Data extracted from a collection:
--- Start ---
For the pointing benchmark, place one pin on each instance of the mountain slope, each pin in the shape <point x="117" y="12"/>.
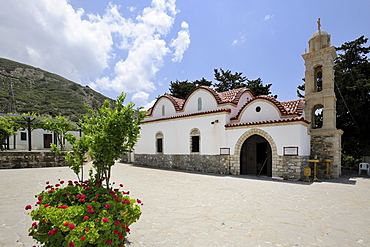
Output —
<point x="24" y="88"/>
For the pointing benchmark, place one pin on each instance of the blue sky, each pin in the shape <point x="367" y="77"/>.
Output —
<point x="139" y="46"/>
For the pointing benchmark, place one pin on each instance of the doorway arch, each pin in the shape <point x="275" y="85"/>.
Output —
<point x="238" y="150"/>
<point x="256" y="157"/>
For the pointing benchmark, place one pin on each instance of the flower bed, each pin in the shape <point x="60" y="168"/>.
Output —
<point x="83" y="214"/>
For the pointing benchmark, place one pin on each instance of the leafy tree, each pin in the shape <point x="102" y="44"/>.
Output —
<point x="60" y="126"/>
<point x="181" y="89"/>
<point x="202" y="82"/>
<point x="257" y="87"/>
<point x="228" y="81"/>
<point x="109" y="133"/>
<point x="352" y="78"/>
<point x="7" y="129"/>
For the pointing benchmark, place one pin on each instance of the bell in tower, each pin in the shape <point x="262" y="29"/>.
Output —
<point x="320" y="105"/>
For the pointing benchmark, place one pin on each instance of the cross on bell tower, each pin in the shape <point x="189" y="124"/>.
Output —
<point x="320" y="107"/>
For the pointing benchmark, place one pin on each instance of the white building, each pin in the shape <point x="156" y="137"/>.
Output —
<point x="40" y="140"/>
<point x="235" y="132"/>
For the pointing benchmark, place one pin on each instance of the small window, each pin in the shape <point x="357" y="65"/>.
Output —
<point x="23" y="136"/>
<point x="159" y="145"/>
<point x="159" y="142"/>
<point x="195" y="141"/>
<point x="163" y="110"/>
<point x="195" y="144"/>
<point x="318" y="78"/>
<point x="318" y="117"/>
<point x="199" y="104"/>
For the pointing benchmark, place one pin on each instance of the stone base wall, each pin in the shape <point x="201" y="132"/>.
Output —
<point x="18" y="159"/>
<point x="291" y="167"/>
<point x="326" y="144"/>
<point x="218" y="164"/>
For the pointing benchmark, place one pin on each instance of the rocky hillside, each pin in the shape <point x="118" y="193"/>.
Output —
<point x="24" y="88"/>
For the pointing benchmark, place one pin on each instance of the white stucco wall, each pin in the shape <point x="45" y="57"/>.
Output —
<point x="268" y="112"/>
<point x="169" y="108"/>
<point x="208" y="102"/>
<point x="293" y="135"/>
<point x="176" y="135"/>
<point x="37" y="140"/>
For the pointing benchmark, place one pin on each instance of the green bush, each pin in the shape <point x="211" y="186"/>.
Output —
<point x="82" y="214"/>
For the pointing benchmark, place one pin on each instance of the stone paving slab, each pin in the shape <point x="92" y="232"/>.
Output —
<point x="192" y="209"/>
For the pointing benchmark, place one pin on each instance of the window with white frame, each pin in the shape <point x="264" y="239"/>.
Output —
<point x="199" y="104"/>
<point x="159" y="142"/>
<point x="195" y="141"/>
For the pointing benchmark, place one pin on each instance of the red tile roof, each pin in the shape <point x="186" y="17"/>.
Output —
<point x="294" y="107"/>
<point x="187" y="115"/>
<point x="284" y="120"/>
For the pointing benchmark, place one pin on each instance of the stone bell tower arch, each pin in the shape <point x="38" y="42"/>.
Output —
<point x="320" y="107"/>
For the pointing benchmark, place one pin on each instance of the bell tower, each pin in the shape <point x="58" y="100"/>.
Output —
<point x="320" y="107"/>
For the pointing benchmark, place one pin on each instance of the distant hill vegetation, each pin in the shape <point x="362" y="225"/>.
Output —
<point x="24" y="89"/>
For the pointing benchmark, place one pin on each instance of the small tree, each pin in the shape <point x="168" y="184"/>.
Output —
<point x="110" y="133"/>
<point x="87" y="213"/>
<point x="7" y="129"/>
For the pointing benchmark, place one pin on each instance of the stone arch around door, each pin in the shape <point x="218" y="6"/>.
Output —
<point x="243" y="138"/>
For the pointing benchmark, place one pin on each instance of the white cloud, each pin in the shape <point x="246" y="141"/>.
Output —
<point x="140" y="98"/>
<point x="144" y="40"/>
<point x="239" y="40"/>
<point x="181" y="43"/>
<point x="52" y="35"/>
<point x="149" y="104"/>
<point x="268" y="17"/>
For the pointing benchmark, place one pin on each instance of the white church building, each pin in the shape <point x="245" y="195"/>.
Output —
<point x="236" y="132"/>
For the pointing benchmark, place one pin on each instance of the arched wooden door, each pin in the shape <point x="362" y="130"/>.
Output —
<point x="255" y="157"/>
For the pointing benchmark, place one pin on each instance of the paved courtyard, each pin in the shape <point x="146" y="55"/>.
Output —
<point x="192" y="209"/>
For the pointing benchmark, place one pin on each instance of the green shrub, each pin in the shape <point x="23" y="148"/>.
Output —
<point x="82" y="214"/>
--- End ---
:: Work to be completed ::
Without the pictures, print the whole listing exactly as given.

:: Solution ::
For the pointing benchmark, place one pin on each instance of the mountain slope, each pin in the shape <point x="117" y="12"/>.
Output —
<point x="24" y="88"/>
For the pointing benchmark, place one pin on each instance of the blue sky, each pin in the shape <point x="367" y="77"/>.
Output —
<point x="139" y="46"/>
For the pointing benchmark, place one pin on each instance of the doorway arch, each pin in the shape <point x="275" y="85"/>.
Output —
<point x="238" y="150"/>
<point x="256" y="157"/>
For the pointing benchmark, place one pin on each instance of the flower bed, each pin in the shape <point x="60" y="168"/>.
Output —
<point x="83" y="214"/>
For the pointing benchmark, place one pin on each instance of the leafy tree, each pin in the shape <point x="102" y="44"/>.
Output —
<point x="60" y="126"/>
<point x="181" y="89"/>
<point x="202" y="82"/>
<point x="257" y="87"/>
<point x="228" y="81"/>
<point x="109" y="133"/>
<point x="352" y="78"/>
<point x="7" y="129"/>
For the pointing benchmark, place one pin on each instance of the bell in tower, each pin in the shape <point x="262" y="29"/>.
Output —
<point x="320" y="105"/>
For the pointing benchmark, place one pin on each instance of the cross on bell tower, each pin in the shape <point x="189" y="124"/>.
Output —
<point x="320" y="107"/>
For the pointing benchmark, place one pin on each instance of the white building, each pin in the shape <point x="156" y="137"/>.
Output —
<point x="40" y="140"/>
<point x="235" y="132"/>
For the pointing benchmark, place one pin on each instance of the small window, each pin in the shape <point x="357" y="65"/>.
Output —
<point x="23" y="136"/>
<point x="159" y="145"/>
<point x="159" y="142"/>
<point x="195" y="141"/>
<point x="163" y="110"/>
<point x="195" y="144"/>
<point x="318" y="78"/>
<point x="318" y="117"/>
<point x="199" y="104"/>
For the pointing benchmark, place one pin on each instance of the stone base wall, each pin in the shape <point x="201" y="132"/>.
Output —
<point x="18" y="159"/>
<point x="291" y="167"/>
<point x="326" y="144"/>
<point x="218" y="164"/>
For the pointing benchmark, place one pin on each instance of the rocky hillside, each pin in the shape <point x="118" y="193"/>.
Output —
<point x="24" y="88"/>
For the pointing benchmark, place one pin on each instance of the white stucco wall, each pin in the shape <point x="45" y="57"/>.
Output —
<point x="268" y="112"/>
<point x="169" y="108"/>
<point x="208" y="102"/>
<point x="293" y="135"/>
<point x="176" y="135"/>
<point x="37" y="140"/>
For the pointing benchmark, place one pin on each instance of the green bush, each pin in the shape <point x="211" y="186"/>.
Output —
<point x="82" y="214"/>
For the pointing benchmark, place one pin on each instance of the stone paving slab, each pin in the shape <point x="92" y="232"/>.
Output —
<point x="192" y="209"/>
For the pointing benchmark, place one pin on each instance of the window with white frame, each pin in the shape <point x="264" y="239"/>.
Output —
<point x="199" y="104"/>
<point x="159" y="142"/>
<point x="195" y="141"/>
For the pointing benchmark, place one pin on each instance of the red tile roof, each pin in the shape <point x="186" y="17"/>.
Output —
<point x="294" y="107"/>
<point x="187" y="115"/>
<point x="284" y="120"/>
For the pointing benchmark, place one pin on each instance of the stone bell tower arch, each pin in the shape <point x="38" y="42"/>.
Output —
<point x="320" y="107"/>
For the pointing benchmark, place one pin on each instance of the bell tower, each pin in the shape <point x="58" y="100"/>.
Output —
<point x="320" y="107"/>
For the pointing benchmark, place one pin on each instance of the distant hill vegetation, each pin in the shape <point x="362" y="225"/>.
Output —
<point x="24" y="89"/>
For the pointing benchmark, place one pin on each instance of the small tree, each pin in the shape <point x="168" y="184"/>.
Output —
<point x="110" y="133"/>
<point x="87" y="213"/>
<point x="7" y="129"/>
For the pointing benchmark, place one pin on each instance of the stone arch around door, each pin in the shape <point x="218" y="6"/>.
Output —
<point x="243" y="138"/>
For the pointing benchmark, place one pin on each instance of the white cloud, each pin in the shape <point x="246" y="141"/>.
Output —
<point x="140" y="98"/>
<point x="144" y="40"/>
<point x="239" y="40"/>
<point x="181" y="43"/>
<point x="52" y="35"/>
<point x="149" y="104"/>
<point x="268" y="17"/>
For the pointing benchmark, place one pin on each instance of the white church building, each pin in the shape <point x="245" y="195"/>.
Output —
<point x="236" y="132"/>
For the pointing benchmark, place one pin on each instance of the arched wooden door, each pin in the shape <point x="362" y="130"/>.
Output —
<point x="255" y="157"/>
For the pointing benchmark, place one pin on each instance of the paved courtyard, each pin in the shape <point x="146" y="55"/>.
Output —
<point x="192" y="209"/>
For the pointing benchmark, place one pin on each instance of the green shrub, each pin in the shape <point x="23" y="148"/>.
Output —
<point x="82" y="214"/>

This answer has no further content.